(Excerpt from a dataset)
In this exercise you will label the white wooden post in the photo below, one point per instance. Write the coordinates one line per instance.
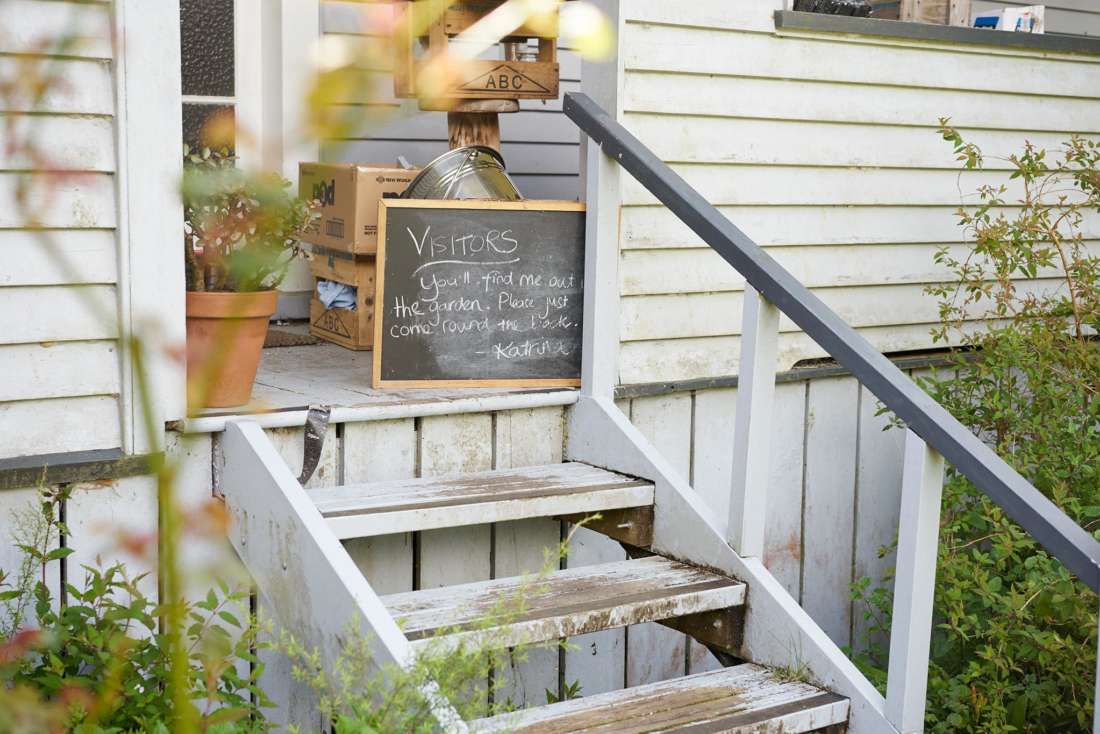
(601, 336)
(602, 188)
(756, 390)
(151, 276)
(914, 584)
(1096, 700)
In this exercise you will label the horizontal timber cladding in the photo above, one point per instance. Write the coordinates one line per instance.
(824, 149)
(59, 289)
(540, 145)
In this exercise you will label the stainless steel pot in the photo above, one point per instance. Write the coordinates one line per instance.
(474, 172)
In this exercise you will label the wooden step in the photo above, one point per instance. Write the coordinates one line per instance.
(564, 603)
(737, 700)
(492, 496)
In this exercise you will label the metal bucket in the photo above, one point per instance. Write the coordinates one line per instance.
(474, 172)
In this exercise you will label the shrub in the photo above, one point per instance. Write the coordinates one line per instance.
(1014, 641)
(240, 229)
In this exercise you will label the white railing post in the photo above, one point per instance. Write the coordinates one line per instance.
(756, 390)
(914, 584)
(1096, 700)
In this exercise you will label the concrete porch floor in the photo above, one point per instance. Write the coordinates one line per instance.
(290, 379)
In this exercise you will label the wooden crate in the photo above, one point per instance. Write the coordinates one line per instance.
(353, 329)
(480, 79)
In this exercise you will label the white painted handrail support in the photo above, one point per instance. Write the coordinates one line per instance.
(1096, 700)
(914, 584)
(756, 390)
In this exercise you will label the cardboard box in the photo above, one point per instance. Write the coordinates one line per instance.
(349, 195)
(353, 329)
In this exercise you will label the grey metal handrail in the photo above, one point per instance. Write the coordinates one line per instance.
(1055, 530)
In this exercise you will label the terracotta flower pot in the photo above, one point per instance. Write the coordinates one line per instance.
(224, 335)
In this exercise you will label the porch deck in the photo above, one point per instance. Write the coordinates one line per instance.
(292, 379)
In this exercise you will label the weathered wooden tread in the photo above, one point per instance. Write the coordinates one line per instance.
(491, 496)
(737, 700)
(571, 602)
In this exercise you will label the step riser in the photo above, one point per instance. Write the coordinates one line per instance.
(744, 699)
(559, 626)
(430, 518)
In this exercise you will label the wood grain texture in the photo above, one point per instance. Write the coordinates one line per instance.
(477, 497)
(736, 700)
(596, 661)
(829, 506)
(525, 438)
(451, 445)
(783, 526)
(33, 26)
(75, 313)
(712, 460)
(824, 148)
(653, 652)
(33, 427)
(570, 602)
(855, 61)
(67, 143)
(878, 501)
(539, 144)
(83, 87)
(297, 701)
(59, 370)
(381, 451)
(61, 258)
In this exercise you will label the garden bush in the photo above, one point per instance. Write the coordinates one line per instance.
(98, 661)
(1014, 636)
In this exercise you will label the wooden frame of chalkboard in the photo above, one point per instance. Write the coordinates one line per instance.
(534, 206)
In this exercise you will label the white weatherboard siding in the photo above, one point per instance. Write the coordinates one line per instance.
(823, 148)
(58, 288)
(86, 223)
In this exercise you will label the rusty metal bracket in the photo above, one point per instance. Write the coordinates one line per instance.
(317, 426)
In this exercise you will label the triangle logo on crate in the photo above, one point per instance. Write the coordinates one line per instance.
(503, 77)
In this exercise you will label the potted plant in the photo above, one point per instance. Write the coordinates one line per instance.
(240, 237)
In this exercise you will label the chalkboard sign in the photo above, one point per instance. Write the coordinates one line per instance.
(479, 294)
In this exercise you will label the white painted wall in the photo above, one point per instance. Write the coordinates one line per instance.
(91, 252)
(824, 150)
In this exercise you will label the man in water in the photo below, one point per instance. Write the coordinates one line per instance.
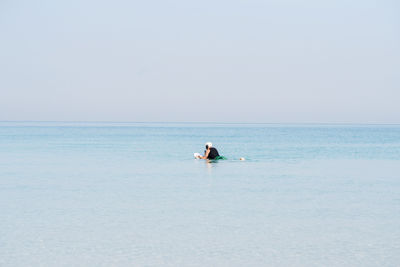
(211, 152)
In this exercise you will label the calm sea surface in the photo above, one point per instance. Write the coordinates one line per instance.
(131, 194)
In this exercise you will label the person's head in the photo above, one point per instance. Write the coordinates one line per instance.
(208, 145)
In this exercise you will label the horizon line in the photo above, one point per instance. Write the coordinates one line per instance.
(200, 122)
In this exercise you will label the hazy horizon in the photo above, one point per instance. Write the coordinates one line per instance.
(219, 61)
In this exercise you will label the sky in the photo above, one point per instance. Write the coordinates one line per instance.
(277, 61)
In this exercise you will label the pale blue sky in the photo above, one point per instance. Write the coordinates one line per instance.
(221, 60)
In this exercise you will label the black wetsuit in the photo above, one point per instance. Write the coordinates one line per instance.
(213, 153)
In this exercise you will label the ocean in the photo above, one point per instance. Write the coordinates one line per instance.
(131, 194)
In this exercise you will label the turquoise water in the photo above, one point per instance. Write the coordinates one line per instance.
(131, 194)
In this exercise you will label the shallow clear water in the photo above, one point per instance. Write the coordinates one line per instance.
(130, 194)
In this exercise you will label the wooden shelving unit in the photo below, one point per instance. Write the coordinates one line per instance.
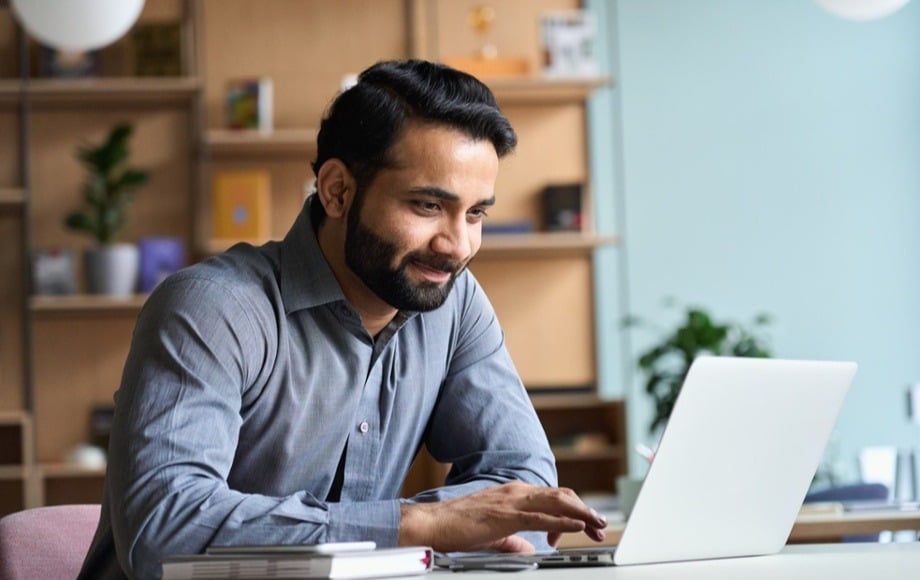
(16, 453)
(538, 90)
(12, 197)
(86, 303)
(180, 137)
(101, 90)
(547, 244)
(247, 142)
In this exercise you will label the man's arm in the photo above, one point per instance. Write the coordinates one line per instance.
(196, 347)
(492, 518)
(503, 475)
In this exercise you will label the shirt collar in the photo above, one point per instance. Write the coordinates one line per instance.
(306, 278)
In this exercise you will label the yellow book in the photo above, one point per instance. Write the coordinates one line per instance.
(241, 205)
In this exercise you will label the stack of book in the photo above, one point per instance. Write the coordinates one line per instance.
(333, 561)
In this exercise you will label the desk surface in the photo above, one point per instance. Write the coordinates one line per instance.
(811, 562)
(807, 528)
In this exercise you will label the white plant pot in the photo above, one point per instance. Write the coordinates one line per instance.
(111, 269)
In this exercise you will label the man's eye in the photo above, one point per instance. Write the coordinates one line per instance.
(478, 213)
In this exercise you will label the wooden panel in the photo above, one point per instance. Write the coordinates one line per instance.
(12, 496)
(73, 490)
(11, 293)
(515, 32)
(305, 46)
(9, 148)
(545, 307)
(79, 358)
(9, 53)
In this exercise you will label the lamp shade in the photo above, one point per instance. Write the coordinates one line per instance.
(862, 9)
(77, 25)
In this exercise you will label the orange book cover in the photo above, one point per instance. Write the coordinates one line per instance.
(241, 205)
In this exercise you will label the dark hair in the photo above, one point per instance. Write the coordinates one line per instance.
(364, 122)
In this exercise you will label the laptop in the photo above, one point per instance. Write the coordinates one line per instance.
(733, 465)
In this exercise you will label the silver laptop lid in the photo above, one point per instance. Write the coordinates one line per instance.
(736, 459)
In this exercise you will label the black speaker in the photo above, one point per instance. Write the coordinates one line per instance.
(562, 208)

* * *

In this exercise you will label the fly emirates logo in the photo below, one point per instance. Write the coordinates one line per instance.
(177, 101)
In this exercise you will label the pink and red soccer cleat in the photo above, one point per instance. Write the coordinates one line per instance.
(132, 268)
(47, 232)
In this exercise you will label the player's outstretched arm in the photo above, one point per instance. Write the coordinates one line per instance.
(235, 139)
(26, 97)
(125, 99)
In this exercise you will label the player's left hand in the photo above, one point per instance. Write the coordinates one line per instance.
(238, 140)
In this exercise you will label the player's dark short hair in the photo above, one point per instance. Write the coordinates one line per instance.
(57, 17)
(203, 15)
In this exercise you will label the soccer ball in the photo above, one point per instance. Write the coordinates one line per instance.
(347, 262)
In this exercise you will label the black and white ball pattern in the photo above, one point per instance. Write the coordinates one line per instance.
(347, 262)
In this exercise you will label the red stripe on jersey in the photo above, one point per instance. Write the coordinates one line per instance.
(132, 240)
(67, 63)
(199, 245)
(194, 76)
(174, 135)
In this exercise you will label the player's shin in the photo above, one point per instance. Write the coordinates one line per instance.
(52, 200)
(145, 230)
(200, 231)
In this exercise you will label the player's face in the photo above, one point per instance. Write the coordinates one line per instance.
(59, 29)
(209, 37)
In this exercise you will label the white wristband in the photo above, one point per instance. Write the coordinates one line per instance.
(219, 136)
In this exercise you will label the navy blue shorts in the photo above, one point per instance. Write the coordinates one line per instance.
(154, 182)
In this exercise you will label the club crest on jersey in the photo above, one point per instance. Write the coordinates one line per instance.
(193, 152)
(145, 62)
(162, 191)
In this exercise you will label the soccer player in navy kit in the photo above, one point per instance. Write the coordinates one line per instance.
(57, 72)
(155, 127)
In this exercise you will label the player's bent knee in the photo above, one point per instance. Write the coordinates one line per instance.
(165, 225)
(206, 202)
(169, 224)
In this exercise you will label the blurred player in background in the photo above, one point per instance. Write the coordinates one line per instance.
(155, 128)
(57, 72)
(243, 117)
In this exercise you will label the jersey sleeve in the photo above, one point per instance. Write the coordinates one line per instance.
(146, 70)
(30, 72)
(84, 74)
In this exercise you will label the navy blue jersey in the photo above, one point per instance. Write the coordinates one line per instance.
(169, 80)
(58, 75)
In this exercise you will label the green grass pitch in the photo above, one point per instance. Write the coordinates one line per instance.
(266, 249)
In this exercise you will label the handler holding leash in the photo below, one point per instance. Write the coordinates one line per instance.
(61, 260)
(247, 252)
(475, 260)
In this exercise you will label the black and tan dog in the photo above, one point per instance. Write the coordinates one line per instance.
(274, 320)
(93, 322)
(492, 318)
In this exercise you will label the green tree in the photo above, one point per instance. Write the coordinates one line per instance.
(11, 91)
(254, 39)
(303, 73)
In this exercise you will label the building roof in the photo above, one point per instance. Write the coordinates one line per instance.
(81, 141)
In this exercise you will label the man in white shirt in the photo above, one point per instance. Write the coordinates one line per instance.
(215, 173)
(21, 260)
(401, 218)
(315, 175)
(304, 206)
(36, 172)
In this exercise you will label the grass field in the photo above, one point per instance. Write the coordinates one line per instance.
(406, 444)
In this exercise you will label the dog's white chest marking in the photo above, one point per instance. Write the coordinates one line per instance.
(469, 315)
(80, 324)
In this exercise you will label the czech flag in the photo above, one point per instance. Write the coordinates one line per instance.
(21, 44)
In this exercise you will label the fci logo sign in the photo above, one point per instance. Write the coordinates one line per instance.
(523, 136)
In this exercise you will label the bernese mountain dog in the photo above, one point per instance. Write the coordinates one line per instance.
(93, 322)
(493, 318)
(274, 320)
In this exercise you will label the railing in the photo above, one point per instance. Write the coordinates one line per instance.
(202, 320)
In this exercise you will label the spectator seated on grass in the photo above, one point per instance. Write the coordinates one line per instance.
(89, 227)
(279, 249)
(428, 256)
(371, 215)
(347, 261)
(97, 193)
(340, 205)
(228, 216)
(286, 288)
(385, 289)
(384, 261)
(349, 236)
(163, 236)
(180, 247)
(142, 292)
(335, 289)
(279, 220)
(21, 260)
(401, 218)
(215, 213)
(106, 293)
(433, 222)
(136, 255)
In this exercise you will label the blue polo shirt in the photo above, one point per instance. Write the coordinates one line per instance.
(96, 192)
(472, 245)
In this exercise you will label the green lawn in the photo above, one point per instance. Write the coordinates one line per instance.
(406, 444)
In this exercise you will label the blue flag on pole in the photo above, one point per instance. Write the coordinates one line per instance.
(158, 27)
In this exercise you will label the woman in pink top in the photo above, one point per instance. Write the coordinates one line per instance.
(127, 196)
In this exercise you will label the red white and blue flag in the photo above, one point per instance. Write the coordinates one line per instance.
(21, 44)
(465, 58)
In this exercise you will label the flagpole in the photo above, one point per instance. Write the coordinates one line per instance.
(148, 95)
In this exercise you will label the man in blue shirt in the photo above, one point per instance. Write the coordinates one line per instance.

> _Written task_
Collect every line of the items above that contains the string "logo", treating uppercase and lowercase letters as distinct.

> _Solution to this problem_
In this exercise you will label the triangle logo on crate in the photo above, one point per instance. Write the coordinates one line per instance.
In this exercise you will label the fly emirates logo in the photo below, one point per instance. Write the coordinates one line per instance.
In this exercise you will label the fci logo sign in the photo above, one point per instance. Write the coordinates one line per instance.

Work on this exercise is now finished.